▶ ARTICLE:
-- Begin --

Meanwhile, the German economy remains a major concern for euro traders, with fears that the Eurozone’s powerhouse could face a technical recession today, when the quarter-on-quarter German GDP figures are due to be released.

If the Eurozone’s largest economy descends into a recession the pound to euro exchange rate could edge higher.

So what does all this mean for Britons heading abroad on their holidays and looking to buy travel money?

The Post Office is currently offering a rate of €1.1249 for over £400 and €1.1471 for over £1,000.

With the general election impending and Brexit on the horizon, it can be tricky to know when to buy holiday money at this time of volatility.

Louis Bridger, Head of UK at ICE, said: “Every time there has been added Brexit turbulence, it hasn’t been good news for consumers and their travel money.

“A weaker Pound would, of course, mean more expensive holidays for Britons but our message to travellers is ‘don’t panic’.

-- End --

Go on with the article on the pound, the euro and holiday money, starting right after its last sentence. You won't need the records that follow.

▶ INFORMATION SUPPLIED:
-- Begin --

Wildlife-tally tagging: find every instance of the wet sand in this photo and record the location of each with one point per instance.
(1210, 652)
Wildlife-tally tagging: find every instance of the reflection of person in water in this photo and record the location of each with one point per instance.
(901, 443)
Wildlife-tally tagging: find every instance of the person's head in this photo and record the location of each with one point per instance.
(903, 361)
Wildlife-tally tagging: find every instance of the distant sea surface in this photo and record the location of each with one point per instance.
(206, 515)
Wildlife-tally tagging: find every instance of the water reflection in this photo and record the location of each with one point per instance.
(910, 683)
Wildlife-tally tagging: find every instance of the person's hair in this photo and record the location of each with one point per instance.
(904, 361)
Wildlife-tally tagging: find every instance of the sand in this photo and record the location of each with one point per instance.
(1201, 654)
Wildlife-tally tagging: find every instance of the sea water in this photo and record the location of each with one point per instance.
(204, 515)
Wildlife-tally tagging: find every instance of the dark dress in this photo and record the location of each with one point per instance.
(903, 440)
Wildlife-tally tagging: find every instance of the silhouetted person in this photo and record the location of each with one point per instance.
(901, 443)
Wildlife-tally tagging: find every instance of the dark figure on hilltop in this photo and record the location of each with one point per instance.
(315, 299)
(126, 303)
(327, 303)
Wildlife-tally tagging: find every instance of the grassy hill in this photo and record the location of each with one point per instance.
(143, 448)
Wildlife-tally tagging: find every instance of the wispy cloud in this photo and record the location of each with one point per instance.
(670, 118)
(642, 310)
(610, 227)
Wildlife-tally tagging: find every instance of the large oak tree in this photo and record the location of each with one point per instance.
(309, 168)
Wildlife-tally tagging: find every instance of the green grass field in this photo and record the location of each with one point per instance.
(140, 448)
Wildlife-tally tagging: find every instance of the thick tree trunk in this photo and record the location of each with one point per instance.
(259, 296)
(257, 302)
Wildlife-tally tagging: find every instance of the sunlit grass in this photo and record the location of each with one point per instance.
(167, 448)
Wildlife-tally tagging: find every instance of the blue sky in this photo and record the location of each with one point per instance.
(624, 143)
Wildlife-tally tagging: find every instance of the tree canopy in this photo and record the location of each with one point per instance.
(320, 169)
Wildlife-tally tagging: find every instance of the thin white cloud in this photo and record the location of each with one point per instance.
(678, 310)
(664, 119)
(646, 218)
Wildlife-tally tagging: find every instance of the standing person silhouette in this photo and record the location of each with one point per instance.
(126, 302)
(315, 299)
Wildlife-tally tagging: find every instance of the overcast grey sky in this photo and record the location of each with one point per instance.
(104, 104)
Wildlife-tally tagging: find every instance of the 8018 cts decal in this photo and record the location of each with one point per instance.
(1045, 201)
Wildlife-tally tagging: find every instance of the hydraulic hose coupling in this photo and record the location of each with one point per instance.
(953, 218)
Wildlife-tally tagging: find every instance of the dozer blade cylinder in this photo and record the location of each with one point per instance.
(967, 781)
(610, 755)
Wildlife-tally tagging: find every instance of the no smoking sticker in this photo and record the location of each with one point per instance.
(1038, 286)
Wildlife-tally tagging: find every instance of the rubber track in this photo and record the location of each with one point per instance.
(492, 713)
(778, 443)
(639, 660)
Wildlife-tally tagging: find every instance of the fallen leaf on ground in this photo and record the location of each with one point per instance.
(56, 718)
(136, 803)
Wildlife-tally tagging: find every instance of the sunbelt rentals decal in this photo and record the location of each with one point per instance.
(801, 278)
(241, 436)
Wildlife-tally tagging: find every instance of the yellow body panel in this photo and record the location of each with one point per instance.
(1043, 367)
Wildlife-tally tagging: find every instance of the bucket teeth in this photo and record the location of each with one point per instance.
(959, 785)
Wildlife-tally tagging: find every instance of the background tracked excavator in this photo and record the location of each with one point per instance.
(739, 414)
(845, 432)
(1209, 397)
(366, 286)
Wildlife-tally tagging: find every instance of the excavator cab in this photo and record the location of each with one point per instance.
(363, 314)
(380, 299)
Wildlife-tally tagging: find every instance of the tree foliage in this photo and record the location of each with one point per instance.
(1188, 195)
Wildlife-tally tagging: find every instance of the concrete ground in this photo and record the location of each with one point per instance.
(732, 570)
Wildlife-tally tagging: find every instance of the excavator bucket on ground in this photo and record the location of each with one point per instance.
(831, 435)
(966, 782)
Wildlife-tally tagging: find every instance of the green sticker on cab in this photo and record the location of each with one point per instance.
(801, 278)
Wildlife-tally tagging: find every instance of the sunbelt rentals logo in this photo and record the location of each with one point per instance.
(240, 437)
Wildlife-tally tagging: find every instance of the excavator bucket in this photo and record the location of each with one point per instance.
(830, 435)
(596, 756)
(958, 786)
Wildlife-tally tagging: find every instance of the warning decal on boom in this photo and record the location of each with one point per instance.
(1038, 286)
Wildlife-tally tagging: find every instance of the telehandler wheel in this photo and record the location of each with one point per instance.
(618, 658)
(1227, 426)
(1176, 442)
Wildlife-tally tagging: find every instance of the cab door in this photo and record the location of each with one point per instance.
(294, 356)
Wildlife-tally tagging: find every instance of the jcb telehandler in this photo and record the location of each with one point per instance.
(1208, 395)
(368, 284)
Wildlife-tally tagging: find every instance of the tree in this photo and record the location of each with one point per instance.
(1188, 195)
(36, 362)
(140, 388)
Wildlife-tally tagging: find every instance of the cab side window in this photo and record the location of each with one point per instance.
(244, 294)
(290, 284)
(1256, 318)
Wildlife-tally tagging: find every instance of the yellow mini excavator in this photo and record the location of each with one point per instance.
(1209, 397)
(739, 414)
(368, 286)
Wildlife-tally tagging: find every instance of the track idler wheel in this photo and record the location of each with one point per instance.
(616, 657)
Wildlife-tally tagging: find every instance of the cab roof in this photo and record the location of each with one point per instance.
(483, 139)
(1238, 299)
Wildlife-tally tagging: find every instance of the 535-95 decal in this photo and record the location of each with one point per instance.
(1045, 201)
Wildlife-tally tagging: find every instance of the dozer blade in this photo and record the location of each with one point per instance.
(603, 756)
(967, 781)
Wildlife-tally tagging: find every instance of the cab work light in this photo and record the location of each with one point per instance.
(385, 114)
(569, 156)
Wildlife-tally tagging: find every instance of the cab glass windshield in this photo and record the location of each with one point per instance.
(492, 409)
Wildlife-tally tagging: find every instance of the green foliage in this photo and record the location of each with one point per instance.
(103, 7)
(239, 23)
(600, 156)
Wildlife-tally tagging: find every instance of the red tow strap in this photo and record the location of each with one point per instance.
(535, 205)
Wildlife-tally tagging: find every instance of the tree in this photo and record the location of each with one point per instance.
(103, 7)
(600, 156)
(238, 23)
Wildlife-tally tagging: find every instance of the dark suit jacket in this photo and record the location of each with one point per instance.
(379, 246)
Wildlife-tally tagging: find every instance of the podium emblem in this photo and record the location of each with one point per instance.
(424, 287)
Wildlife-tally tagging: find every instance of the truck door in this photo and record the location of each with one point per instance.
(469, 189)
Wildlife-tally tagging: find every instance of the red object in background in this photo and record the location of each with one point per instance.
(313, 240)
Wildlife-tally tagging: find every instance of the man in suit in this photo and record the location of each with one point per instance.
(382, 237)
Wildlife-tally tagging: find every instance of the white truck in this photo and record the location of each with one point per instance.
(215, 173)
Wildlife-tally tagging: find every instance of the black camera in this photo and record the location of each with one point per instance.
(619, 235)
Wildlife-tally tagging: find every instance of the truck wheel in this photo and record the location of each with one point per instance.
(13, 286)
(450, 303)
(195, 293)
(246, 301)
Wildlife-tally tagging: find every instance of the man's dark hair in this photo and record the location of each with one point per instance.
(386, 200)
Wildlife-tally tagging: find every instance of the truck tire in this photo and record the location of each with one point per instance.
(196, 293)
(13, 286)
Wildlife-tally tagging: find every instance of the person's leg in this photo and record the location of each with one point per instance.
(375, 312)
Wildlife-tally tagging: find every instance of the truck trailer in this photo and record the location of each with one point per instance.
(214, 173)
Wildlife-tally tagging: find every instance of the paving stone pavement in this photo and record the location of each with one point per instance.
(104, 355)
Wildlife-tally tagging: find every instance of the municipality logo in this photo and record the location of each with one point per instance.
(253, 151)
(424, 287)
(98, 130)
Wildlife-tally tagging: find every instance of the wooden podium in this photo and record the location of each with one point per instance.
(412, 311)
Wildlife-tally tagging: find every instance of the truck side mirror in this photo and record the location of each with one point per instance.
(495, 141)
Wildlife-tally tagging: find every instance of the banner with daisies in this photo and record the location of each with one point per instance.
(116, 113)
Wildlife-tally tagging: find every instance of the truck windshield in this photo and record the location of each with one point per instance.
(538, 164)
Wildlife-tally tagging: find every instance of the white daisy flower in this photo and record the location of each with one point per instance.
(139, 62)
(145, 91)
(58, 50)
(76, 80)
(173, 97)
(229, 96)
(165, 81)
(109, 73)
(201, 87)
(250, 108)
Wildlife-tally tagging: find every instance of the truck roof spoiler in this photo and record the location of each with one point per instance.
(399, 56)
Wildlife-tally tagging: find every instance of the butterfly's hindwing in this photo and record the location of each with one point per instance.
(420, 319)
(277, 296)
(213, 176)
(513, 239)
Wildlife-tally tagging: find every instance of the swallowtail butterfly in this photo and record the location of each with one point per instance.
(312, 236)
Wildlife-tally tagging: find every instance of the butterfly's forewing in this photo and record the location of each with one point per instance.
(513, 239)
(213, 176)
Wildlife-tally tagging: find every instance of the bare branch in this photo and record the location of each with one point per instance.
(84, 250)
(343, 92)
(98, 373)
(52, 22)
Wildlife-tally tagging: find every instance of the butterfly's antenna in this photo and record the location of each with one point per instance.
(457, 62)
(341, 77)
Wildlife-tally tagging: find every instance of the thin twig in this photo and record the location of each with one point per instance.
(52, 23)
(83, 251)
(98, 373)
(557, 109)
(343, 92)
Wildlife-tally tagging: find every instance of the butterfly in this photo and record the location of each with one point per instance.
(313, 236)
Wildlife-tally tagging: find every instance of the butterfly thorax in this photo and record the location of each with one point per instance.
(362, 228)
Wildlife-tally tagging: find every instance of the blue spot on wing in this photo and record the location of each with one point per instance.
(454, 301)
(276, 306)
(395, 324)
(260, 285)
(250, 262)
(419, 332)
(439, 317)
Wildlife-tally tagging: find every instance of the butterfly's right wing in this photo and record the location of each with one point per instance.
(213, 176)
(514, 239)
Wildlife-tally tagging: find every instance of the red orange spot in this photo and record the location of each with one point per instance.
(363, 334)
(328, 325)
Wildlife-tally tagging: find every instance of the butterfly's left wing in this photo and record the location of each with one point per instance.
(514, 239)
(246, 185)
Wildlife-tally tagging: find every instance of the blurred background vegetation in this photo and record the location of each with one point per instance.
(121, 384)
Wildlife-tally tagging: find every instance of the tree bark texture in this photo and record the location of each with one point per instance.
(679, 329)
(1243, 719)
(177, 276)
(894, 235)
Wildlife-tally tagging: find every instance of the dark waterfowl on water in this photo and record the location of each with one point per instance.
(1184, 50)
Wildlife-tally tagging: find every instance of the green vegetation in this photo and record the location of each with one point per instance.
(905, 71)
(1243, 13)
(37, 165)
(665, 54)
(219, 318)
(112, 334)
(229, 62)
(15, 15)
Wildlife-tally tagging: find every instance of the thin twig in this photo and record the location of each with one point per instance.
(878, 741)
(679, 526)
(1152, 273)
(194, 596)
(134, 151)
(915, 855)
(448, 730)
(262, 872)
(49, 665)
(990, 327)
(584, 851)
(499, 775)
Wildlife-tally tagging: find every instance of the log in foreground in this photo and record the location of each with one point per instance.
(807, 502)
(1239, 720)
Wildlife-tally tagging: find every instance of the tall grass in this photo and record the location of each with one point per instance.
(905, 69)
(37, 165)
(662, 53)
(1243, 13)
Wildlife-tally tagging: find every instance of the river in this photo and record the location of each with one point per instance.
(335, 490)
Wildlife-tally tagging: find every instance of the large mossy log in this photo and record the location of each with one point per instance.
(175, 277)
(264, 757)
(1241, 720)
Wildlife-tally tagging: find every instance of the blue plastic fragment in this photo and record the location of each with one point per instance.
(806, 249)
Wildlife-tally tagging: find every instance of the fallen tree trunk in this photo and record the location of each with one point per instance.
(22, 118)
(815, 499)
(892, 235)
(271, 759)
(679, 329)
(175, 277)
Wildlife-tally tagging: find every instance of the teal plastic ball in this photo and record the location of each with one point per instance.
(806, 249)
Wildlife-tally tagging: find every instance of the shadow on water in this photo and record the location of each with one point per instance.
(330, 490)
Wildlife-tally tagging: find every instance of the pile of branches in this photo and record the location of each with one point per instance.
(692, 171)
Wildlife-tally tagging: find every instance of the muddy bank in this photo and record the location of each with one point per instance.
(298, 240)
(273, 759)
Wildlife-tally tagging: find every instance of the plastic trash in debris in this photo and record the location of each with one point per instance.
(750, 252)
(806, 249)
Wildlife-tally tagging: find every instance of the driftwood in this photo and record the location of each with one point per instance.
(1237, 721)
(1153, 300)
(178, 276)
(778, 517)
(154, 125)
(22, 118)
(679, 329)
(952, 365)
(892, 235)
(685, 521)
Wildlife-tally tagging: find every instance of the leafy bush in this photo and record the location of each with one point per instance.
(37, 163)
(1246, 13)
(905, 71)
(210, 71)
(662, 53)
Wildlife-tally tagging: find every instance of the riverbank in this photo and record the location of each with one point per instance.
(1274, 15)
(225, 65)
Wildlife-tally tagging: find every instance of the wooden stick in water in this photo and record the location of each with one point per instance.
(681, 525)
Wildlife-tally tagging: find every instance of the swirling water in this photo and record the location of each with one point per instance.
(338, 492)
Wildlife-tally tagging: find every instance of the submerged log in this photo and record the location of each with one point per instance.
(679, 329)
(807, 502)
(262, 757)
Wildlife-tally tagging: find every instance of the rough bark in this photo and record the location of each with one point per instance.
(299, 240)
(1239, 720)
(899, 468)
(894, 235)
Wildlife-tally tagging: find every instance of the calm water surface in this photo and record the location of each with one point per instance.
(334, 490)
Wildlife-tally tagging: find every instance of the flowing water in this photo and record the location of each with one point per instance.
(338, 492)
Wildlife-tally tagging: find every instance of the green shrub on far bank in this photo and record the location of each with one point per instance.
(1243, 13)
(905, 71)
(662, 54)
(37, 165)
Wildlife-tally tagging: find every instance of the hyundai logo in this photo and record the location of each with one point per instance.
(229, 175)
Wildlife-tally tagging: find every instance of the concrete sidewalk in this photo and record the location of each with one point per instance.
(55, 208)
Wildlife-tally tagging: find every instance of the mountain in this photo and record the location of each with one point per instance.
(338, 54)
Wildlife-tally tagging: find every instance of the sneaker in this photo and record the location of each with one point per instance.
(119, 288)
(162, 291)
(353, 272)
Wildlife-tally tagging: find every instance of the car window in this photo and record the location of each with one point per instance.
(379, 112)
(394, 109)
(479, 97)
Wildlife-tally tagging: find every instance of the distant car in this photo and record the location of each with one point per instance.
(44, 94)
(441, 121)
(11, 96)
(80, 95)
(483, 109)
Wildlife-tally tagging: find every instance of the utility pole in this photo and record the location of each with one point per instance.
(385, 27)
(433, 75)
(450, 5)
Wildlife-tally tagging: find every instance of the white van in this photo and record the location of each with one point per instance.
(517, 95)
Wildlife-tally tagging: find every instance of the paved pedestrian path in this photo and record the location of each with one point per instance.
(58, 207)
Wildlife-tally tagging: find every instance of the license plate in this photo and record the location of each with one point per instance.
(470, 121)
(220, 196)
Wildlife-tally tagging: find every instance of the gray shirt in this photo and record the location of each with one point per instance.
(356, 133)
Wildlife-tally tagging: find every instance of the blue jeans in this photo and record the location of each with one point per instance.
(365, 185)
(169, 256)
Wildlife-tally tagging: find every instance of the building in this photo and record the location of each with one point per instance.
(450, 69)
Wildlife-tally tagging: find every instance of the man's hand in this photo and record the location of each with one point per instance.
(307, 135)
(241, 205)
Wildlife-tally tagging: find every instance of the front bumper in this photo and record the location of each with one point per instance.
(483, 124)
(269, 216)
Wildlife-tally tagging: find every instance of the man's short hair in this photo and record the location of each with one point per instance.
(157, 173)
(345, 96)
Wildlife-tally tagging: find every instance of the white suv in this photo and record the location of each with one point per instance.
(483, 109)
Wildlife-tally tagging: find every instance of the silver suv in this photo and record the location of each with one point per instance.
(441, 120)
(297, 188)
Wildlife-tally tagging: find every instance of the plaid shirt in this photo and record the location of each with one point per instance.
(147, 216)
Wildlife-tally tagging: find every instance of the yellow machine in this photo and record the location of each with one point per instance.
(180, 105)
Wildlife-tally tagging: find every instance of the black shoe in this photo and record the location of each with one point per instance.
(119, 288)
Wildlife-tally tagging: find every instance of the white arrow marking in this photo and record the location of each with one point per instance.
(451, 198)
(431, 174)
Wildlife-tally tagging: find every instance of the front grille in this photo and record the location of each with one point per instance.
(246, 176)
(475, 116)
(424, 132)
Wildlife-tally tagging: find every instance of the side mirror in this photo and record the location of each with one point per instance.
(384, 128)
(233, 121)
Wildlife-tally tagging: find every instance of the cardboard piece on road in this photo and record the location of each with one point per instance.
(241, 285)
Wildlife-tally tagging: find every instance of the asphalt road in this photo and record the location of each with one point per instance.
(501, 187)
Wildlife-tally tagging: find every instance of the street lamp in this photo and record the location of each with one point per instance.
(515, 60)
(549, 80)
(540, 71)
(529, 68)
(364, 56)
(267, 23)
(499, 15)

-- End --

▶ OUTPUT FOR THIS EXERCISE:
“While being more financially aware of the economy and its impact on your finances is a good thing, you can still enjoy the things you love and get away on holiday abroad so long as you’re savvy with your spending.”

According to Bridger, the best way to guard against any negative fallout from Brexit is by planning ahead. Given the volatility of the market, it’s a good idea to prepare for a drop in GBP by ordering your money sooner rather than later.

As a general rule, you’ll get a much better rate when you order your travel money online, rather than waiting until you get to the airport.

Furthermore, if you’re worried about exchange rates going up and down amid Brexit uncertainty, you can load your money onto a prepaid travel money card and lock in your rate.